====== VORLIEGENDER TEXT

■ Heute, am 1. Dezember, ist wieder Welt-Aids-Tag: Nichts als eine Infektionskrankheit
Erinnert sich noch jemand an den Anfang der Achtzigerjahre? Als die Welt, glaubte man dem Spiegel, vor nichts so sehr Angst haben sollte wie vor einer Krankheit, nämlich Aids? Schwule seien verantwortlich für diese Art von Pest, hieß es. Nicht nur das Magazin aus Hamburg profilierte sich mit Berichten, die Ängste schürten, und plädierte gelegentlich sogar dafür, ganz Sprecher des gesunden Volksempfindens, gefängnisartige Hospize zu bauen, in die Aidsinfizierte interniert werden, um den gesunden Rest der Bevölkerung vor Ansteckung zu schützen.
Die liberalen Eliten in den meisten demokratischen Ländern Europas (hierzulande u. a. Rita Süssmuth) haben dafür gesorgt, dass Aids zu einer Frage der Prävention und nicht der Bestrafung wurde. Darüber hinaus haben die (meist von homosexuellen Männern angetriebenen) Forschungseinrichtungen Medikamente entwickeln können, die HIV-Infizierten eine Lebenserwartung ermöglichen, die über die von akut an Krebs Erkrankten hinausgeht – ähnlich hoch (und niedrig) wie die von Zuckerkranken.
Eine HIV-Infektion ist kein Todesurteil mehr. Die meisten Menschen, nicht nur die Schwulen, haben gelernt, sich vor einer Infektion zu schützen: durch Enthaltsamkeit, eher noch durch Kondome. Wer jetzt ungeschützten Sex hat, weiß, worauf er oder sie sich einlässt. Ein Restrisiko bleibt also – eines, mit dem jeder leben kann, wenn er oder sie will. Die wenigen Neuinfektionen sind zu bedauern, aber kein Skandal.
Wichtiger ist jetzt wieder Politik. Eine, die Sorge trägt, dass auch in armen Ländern Aufklärungsarbeit forciert wird, die nicht an den Moralvorstellungen der dort herrschenden Bräuche scheitert; dass Aidspräparate auch dort bezahlbar werden. Der Welt-Aids-Tag darf in den deutschen Betroffenenszenen als Tag des Erfolgs gefeiert werden. Außerhalb der Ersten Welt jedoch droht die Apokalypse.

============
====== VORGEGEBENE EINTRÄGE

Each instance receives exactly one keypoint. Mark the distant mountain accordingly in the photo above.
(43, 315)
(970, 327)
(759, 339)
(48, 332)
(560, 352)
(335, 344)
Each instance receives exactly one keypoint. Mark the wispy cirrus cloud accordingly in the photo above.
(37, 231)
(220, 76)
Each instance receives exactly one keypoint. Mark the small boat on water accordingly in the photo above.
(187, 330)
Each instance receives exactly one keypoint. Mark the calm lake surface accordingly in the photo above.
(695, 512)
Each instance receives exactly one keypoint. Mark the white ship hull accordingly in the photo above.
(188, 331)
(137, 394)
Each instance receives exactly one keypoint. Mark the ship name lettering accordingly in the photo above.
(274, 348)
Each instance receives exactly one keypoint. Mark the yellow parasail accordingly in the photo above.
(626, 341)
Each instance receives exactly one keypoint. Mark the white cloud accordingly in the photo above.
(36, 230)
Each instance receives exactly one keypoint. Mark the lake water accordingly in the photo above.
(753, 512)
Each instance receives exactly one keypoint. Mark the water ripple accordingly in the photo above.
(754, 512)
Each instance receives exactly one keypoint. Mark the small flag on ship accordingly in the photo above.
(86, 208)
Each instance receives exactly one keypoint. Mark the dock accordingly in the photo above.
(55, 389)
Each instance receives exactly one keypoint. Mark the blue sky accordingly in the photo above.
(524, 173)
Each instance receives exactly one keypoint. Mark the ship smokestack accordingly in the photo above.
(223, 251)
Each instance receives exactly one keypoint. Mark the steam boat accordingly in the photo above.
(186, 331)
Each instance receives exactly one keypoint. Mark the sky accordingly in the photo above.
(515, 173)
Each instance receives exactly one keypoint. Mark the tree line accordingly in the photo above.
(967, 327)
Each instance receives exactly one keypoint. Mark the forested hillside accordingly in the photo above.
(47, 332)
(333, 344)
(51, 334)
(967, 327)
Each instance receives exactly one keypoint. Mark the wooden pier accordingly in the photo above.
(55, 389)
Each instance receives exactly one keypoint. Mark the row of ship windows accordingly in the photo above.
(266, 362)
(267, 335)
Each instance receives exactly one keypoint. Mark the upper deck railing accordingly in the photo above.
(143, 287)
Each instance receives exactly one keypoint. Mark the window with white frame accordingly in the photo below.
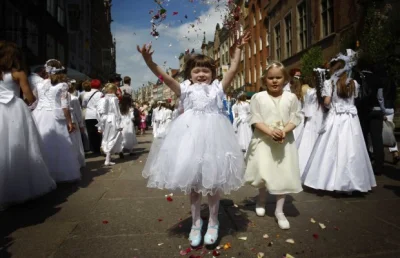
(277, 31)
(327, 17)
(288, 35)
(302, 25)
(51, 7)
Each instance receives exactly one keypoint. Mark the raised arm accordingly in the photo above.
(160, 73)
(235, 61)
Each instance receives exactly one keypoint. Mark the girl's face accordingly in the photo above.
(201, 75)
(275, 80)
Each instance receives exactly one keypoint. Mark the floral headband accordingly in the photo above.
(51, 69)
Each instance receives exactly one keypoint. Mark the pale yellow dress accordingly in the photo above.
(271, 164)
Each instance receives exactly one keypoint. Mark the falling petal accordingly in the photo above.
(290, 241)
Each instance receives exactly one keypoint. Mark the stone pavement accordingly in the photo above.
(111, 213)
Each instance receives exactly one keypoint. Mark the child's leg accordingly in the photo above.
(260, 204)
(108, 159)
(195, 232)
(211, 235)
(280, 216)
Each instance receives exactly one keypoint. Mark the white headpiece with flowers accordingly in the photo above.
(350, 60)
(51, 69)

============
====== VORGEGEBENE EINTRÄGE

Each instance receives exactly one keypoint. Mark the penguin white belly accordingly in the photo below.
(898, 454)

============
====== VORGEGEBENE EINTRÄGE

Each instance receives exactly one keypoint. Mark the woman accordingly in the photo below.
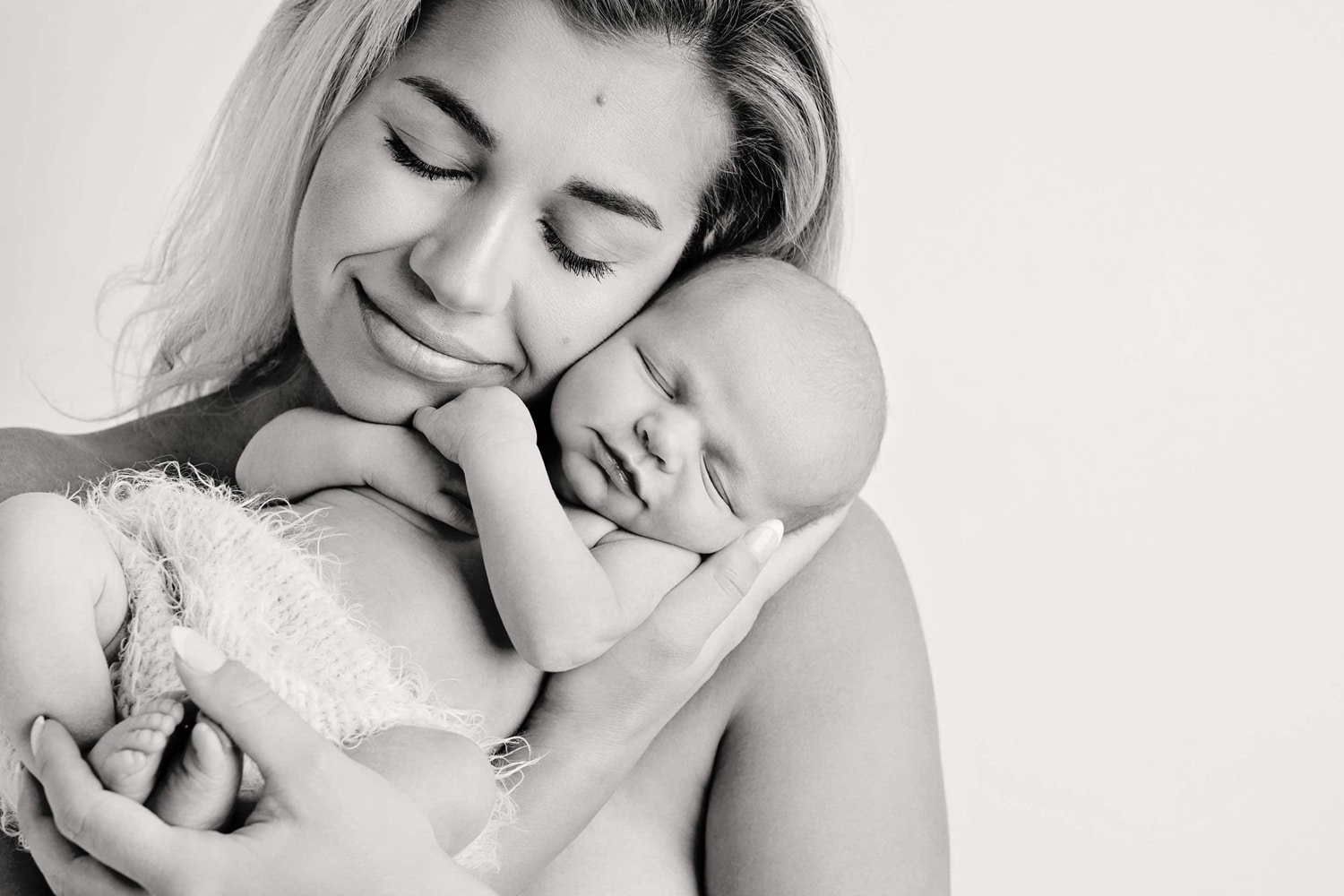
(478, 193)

============

ANHAND DER INFORMATIONEN:
(a) Gib bitte aus dem Text zum Welt-Aids-Tag alles von "Eine HIV-Infektion ist" bis hinunter zu "aber kein Skandal." wortgetreu wieder.
(b) Durch welche Mittel schützen sich laut dem Text zum Welt-Aids-Tag die meisten Menschen vor einer Infektion?

ERGEBNISSE DER ÜBUNG:
(a)
Eine HIV-Infektion ist kein Todesurteil mehr. Die meisten Menschen, nicht nur die Schwulen, haben gelernt, sich vor einer Infektion zu schützen: durch Enthaltsamkeit, eher noch durch Kondome. Wer jetzt ungeschützten Sex hat, weiß, worauf er oder sie sich einlässt. Ein Restrisiko bleibt also – eines, mit dem jeder leben kann, wenn er oder sie will. Die wenigen Neuinfektionen sind zu bedauern, aber kein Skandal.

(b) Durch Enthaltsamkeit, eher noch durch Kondome.